» Task requirements
Without the images, output each record below as it stands.

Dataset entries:

☆ ☆ ☆ ☆ ☆

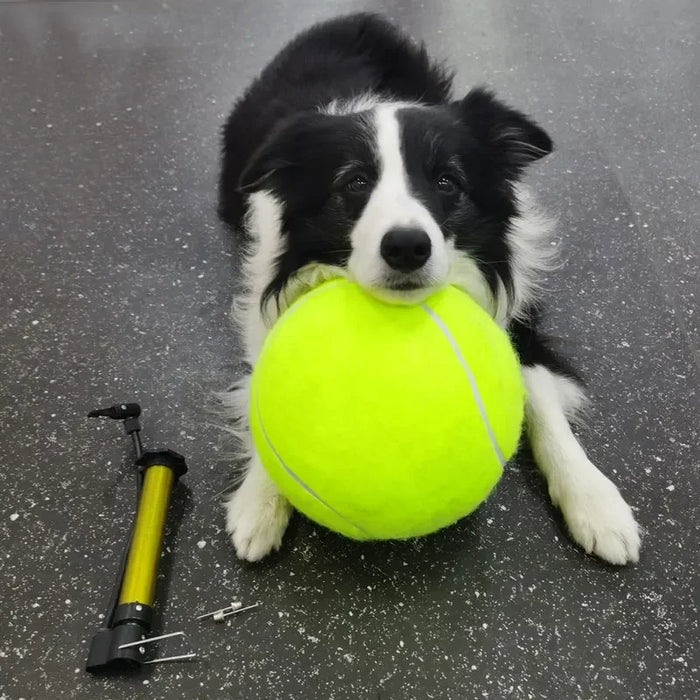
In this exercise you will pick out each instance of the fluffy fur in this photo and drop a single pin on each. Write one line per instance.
(349, 156)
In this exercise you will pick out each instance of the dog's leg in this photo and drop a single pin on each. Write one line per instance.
(257, 514)
(597, 516)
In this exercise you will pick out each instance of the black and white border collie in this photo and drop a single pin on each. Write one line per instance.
(348, 156)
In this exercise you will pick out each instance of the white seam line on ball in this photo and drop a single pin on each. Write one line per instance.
(304, 486)
(472, 380)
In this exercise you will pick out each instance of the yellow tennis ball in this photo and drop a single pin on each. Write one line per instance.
(382, 421)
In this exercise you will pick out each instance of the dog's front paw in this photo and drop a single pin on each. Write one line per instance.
(598, 517)
(256, 520)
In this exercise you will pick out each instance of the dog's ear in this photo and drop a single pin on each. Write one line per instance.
(287, 149)
(265, 163)
(514, 139)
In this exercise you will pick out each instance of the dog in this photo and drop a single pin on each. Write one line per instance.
(348, 156)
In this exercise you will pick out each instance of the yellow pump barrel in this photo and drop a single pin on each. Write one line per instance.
(141, 572)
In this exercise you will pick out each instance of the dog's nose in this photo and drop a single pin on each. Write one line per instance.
(405, 249)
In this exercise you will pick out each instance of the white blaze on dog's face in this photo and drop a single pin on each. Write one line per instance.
(399, 252)
(402, 198)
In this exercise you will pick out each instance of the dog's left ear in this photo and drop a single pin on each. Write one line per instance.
(516, 140)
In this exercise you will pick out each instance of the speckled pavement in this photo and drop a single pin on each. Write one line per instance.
(115, 281)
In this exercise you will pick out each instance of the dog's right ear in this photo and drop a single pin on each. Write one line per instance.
(283, 153)
(264, 164)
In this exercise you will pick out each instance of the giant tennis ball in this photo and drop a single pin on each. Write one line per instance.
(382, 421)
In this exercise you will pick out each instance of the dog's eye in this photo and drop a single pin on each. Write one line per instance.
(358, 183)
(446, 184)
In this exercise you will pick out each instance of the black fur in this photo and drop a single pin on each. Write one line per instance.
(475, 148)
(340, 59)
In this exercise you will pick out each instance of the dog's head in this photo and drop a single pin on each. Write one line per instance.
(405, 198)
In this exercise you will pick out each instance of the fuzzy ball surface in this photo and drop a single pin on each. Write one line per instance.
(381, 421)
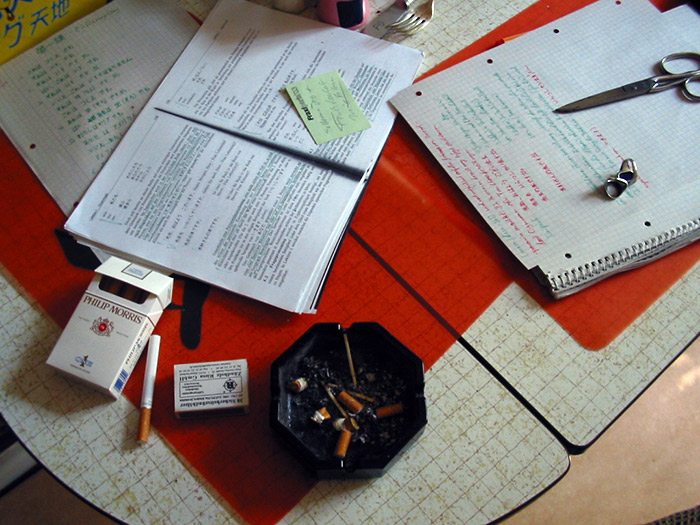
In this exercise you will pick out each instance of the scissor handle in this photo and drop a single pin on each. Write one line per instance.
(684, 79)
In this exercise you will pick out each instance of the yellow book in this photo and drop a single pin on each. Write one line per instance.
(25, 24)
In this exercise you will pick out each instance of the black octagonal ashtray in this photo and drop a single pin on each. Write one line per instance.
(347, 402)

☆ ☆ ☆ ☆ ☆

» Task answer
In this exercise you will pick out each instance of the fluffy fur in this photo and drop a single pin on each. Write one line per instance.
(349, 156)
In this exercise you will pick out each instance of the dog's leg in this photo and drop a single pin on each. Write one line per instance.
(257, 514)
(597, 516)
In this exercise you will pick out each instance of the black and white border collie in this photo and drop a single pin on each. Write one line per instance.
(348, 156)
In this exercise you will pick out each instance of the white seam line on ball in this photo and drop a single pin on each. Write one line per instance.
(304, 486)
(472, 380)
In this exercise you will pick out each instance of the yellow tennis ball in this photo and drop a single pin on each. Write one line per instance.
(382, 421)
In this exercise you will pick out each instance of the dog's front paw in this photo and drop a single pin on each. Write one line per instance.
(598, 517)
(256, 520)
In this exercise you will pick out each instance of the dog's ear in this photo and drop a single pin on each. Write one line per instance.
(287, 149)
(265, 163)
(514, 139)
In this exercise you will pick out each instance of the dog in this photo and drop a single pin on each. Write one line per instance.
(348, 156)
In this exercise you will pick out each instance of the yellow pump barrel in this photo and drop a single pin on each. Write one line per instance.
(141, 572)
In this exercise you will pick out each instance of the dog's nose in this photo and drop a single pin on each. Write one line per instance.
(405, 249)
In this exercise you will pick out each instance of the white blaze on dog's face in this photo and drop a single pin on each. Write one line per instance.
(399, 252)
(402, 198)
In this exercise you will pick out each instance of the dog's left ear in this photo and drop a single pin on each. Write one line per instance.
(516, 140)
In this exercise you will pick out each instance of the speckled pavement in this photo and drop a single pin on each. Write one line per instance.
(115, 281)
In this exercise you will pick out each instance of the dog's right ear in this photo and drop a single pin on each. Write one line per instance.
(283, 153)
(264, 164)
In this exercise you will pick out each instance of the giant tennis ball in this photo and drop a single pin on each. Write one line per instance.
(382, 421)
In this exercise you will pick out each instance of the dog's eye in this photo and drop a single pin on each. Write one line per instance.
(358, 183)
(446, 184)
In this exercise you will pick out each instance of the black fur in this photo and drop a single pin on each. Write one line per instance.
(475, 148)
(340, 59)
In this exercise you will pick out each instance of the dog's head in this photo and drop a single pin on each. Write one line per instance.
(405, 198)
In this exercise you will pick out each instance of the fuzzy ball surface in this photo and drop a single pin on each. Write one line per instance.
(381, 421)
In this exercise you will pick out each instance of the scissor handle in this photo and drop a single pin on each. Write one line per instance.
(684, 79)
In this exercise you will pick out each instance of the yellow book in this photo and drop a single pin on each. Write one line per instance.
(25, 24)
In this exercise you will pick out each instance of the black octagonal ashtray in this photo and drop a single pin on each. Write one line per instance.
(347, 402)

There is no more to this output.